◆ What needs to be done ◆
Nothing more is wanted than an exact repeat of the data below.

----- Supplied entries -----

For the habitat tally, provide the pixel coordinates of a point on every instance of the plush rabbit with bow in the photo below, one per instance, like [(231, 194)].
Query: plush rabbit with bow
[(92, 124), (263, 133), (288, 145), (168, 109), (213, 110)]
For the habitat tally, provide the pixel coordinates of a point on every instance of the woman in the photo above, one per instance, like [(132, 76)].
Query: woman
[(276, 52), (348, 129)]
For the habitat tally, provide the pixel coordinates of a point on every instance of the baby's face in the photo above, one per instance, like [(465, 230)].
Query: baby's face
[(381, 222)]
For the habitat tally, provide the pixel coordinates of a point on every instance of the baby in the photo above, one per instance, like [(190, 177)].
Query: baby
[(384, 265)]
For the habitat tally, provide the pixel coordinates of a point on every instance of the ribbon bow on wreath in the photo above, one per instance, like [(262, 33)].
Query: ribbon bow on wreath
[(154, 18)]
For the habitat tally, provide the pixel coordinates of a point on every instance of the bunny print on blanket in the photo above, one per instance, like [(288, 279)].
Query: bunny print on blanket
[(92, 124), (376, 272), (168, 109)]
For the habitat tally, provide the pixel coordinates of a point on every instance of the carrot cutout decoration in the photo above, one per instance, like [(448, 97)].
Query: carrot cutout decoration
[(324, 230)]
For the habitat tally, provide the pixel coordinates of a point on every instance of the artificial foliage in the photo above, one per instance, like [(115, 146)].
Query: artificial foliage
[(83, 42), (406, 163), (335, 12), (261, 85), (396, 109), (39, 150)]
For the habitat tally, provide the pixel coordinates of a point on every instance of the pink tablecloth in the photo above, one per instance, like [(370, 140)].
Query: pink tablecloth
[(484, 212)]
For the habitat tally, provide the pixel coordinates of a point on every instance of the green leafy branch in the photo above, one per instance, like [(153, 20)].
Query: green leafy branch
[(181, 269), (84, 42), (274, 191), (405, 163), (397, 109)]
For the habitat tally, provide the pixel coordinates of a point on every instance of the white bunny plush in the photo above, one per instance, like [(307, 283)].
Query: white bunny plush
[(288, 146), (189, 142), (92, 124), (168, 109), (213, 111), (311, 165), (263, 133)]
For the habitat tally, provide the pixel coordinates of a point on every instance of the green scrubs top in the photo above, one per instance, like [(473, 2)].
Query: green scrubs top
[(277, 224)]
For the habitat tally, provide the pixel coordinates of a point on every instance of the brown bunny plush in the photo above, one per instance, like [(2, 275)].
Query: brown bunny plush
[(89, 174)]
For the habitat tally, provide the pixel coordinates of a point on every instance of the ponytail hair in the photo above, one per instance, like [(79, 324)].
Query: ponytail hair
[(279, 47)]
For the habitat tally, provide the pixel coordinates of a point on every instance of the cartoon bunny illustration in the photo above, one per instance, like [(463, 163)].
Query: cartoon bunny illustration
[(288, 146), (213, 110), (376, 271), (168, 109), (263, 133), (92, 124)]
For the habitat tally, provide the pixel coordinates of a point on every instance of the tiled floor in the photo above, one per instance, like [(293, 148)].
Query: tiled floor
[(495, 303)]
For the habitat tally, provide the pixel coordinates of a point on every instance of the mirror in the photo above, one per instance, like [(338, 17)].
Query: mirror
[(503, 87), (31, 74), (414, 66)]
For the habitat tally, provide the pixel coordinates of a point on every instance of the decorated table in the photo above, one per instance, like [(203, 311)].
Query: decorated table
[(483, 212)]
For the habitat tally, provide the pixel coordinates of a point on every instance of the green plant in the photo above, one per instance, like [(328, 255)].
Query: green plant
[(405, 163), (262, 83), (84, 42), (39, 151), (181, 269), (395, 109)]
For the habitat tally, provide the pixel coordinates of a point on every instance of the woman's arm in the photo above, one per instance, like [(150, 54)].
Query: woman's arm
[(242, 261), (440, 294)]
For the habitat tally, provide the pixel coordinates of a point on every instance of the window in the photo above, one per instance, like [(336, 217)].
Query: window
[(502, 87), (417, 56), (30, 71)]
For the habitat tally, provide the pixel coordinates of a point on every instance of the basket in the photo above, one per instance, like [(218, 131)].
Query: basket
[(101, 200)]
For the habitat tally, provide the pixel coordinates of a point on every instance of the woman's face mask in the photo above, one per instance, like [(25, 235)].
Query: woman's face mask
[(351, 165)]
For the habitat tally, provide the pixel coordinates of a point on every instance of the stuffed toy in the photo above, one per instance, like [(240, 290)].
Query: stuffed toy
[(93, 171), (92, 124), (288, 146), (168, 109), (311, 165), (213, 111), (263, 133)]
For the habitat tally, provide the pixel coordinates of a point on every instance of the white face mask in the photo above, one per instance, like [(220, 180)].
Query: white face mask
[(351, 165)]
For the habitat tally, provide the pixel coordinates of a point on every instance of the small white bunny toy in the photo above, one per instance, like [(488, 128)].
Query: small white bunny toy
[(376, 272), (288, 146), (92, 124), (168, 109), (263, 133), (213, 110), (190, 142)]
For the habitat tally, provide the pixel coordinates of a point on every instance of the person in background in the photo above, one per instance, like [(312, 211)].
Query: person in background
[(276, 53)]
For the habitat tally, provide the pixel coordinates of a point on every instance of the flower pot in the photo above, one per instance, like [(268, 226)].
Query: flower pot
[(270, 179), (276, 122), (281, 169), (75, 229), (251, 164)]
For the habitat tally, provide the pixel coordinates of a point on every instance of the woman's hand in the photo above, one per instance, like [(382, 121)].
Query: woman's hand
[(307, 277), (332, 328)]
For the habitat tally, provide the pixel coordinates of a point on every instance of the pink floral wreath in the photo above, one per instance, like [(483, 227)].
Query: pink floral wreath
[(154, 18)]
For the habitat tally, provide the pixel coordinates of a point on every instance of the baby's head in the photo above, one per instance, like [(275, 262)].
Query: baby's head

-----

◆ Task output ◆
For the habitat tally, provide the pixel coordinates of a point on every instance of the plush rabbit with bow in the photo below, one per instance, like [(231, 194)].
Query: plush rabbit with bow
[(92, 124), (263, 133), (288, 145), (168, 109), (213, 110)]
For the habitat tally, provide the pixel coordinates of a point on every instance of the woman in the photo above, one per instance, like [(132, 76)].
Query: woman
[(276, 52), (348, 129)]
For the habitat tally, provide the pixel coordinates of a point on every instance of the baby's face in the photo above, one per instance, like [(465, 230)].
Query: baby's face
[(381, 222)]
For the habitat tally, provide the pixel coordinates of a point on every instance of the baby in the photo above, one per instance, like [(190, 177)].
Query: baby
[(384, 265)]
For the habitat tally, provide the pixel coordinates of a point on every instance of the ribbon bow on wreath in the photo above, one per instance, like [(262, 33)].
Query: ribbon bow on wreath
[(154, 18)]
For the habitat tally, provide the pixel coordinates of a point on every instance of the bunny print on blanket in the photo above, one per instance, like [(288, 279)].
Query: bunny print on blanket
[(92, 124), (376, 272), (168, 109)]
For the habitat tally, provide the pixel coordinates of a point on every instance of the carrot cutout decoration in the photo above, one per instance, like [(448, 97)].
Query: carrot cutout decoration
[(324, 230)]
For the habitat tally, provide the pixel coordinates of a point on every instance of the artificial foliage in the photo above, one per instance, like [(115, 146)].
Query: artificial foliage
[(83, 42), (406, 163), (335, 12), (261, 85), (396, 109), (39, 150)]
For the habitat tally, provide the pixel coordinates of a point on every instance of the pink tablecloth in the photo above, one per instance, like [(370, 140)].
Query: pink tablecloth
[(484, 212)]
For the habitat tally, provide the pixel coordinates of a point on every instance of the green leafy branch in the photo above, one per instance, like [(153, 20)].
Query: green leafy branch
[(181, 269), (84, 42), (274, 191), (405, 163), (397, 109)]
For the habitat tally, provide the pixel coordinates of a point on every instance of the white bunny plush in the photo above, one per instance, like [(307, 283)].
Query: white bunny plush
[(288, 146), (189, 142), (92, 124), (168, 109), (213, 111), (311, 165), (263, 133)]
For the habitat tally, provide the pixel coordinates of a point on every instance of the green scrubs top in the photo above, one per instance, like [(473, 2)].
Query: green scrubs top
[(277, 224)]
For the habitat tally, provide the pixel coordinates of a point on every instance of the brown bunny plush in the photo above, one per instance, like [(2, 275)].
Query: brown bunny plush
[(89, 174)]
For the habitat tally, provide the pixel coordinates of a point on every instance of the ponytail hair in the photo above, one per instance, like [(79, 324)].
Query: ponytail hair
[(279, 47)]
For the habitat tally, provide the pixel coordinates of a point on every instance of the cartoon bunny illustration in the photo above, one per instance, like [(463, 163)].
Query: cartoon bunny illustration
[(288, 146), (213, 110), (376, 271), (168, 109), (263, 133), (92, 124)]
For the habitat tally, provide the pixel coordinates of a point on every instance of the tiled floor in the photo above, one per instance, like [(293, 148)].
Query: tiled floor
[(495, 303)]
For the habitat tally, provide the pixel coordinates of a point on every instance of the mirror in the photo above, one per instance, like [(338, 17)].
Query: mirror
[(503, 87), (31, 74), (414, 66)]
For the habitat tally, provide the pixel coordinates of a point on every instance of the decorated table in the photo above, one per instance, like [(203, 311)].
Query: decorated table
[(483, 212)]
For the habitat tally, provide the pixel coordinates of a point on every instance of the green plant in the photo above, one per instance, like [(328, 255)].
Query: green plant
[(405, 163), (262, 83), (84, 42), (39, 151), (181, 269), (395, 109)]
For the habitat tally, provide the pixel coordinates of a point on every instance of the woman's arm in the photo above, one per instance, like [(150, 54)].
Query: woman's arm
[(242, 261), (440, 294)]
For the habitat tally, provide the pixel coordinates of a point on every instance of the window in the photo above, one per instance, like [(336, 217)].
Query: window
[(502, 87), (417, 56), (30, 71)]
For the habitat tally, provide the pixel coordinates of a point on every instance of the basket in the photo above, one per instance, like [(218, 131)].
Query: basket
[(101, 200)]
For the habitat tally, provide the pixel coordinates of a point on every instance of the woman's face mask in the photo above, one per instance, like [(25, 235)].
Query: woman's face mask
[(351, 165)]
For the habitat tally, provide the pixel coordinates of a point on every instance of the stuffed toy in the photo above, one per instance, like [(240, 290)].
Query: stuffed toy
[(93, 171), (92, 124), (288, 146), (168, 109), (311, 165), (213, 111), (263, 133)]
For the habitat tally, provide the pixel coordinates of a point on every instance of the white face mask in the photo above, one per instance, like [(220, 180)].
Query: white face mask
[(351, 165)]
For the habitat tally, provide the pixel coordinates of a point on every instance of the small white bunny toy in the photo above, one per instance, like [(488, 128)].
Query: small white bunny toy
[(376, 272), (288, 146), (92, 124), (168, 109), (263, 133), (213, 110), (190, 142)]
For the habitat tally, provide the pixel coordinates of a point on every instance of the person in background in the photo above, one per instance, like [(312, 211)].
Query: person in background
[(276, 53)]
For the habitat tally, provide the pixel coordinates of a point on every instance of the flower pot in the photo above, one per instance, like [(268, 226)].
Query: flower pot
[(270, 179), (276, 122), (281, 169), (75, 229), (251, 164)]
For the habitat tally, provide the pixel coordinates of a point on every instance of the woman's hand in the photo above, one per instance, like [(382, 121)].
Query: woman's hand
[(307, 277), (332, 328)]
For the habitat tally, provide the pixel coordinates of a point on every instance of the pink floral wreath in the photo above, one per instance, like [(483, 227)].
Query: pink floral wreath
[(154, 18)]
For the habitat tally, provide the pixel coordinates of a point on every instance of the baby's head in the photo above, one per instance, like [(275, 262)].
Query: baby's head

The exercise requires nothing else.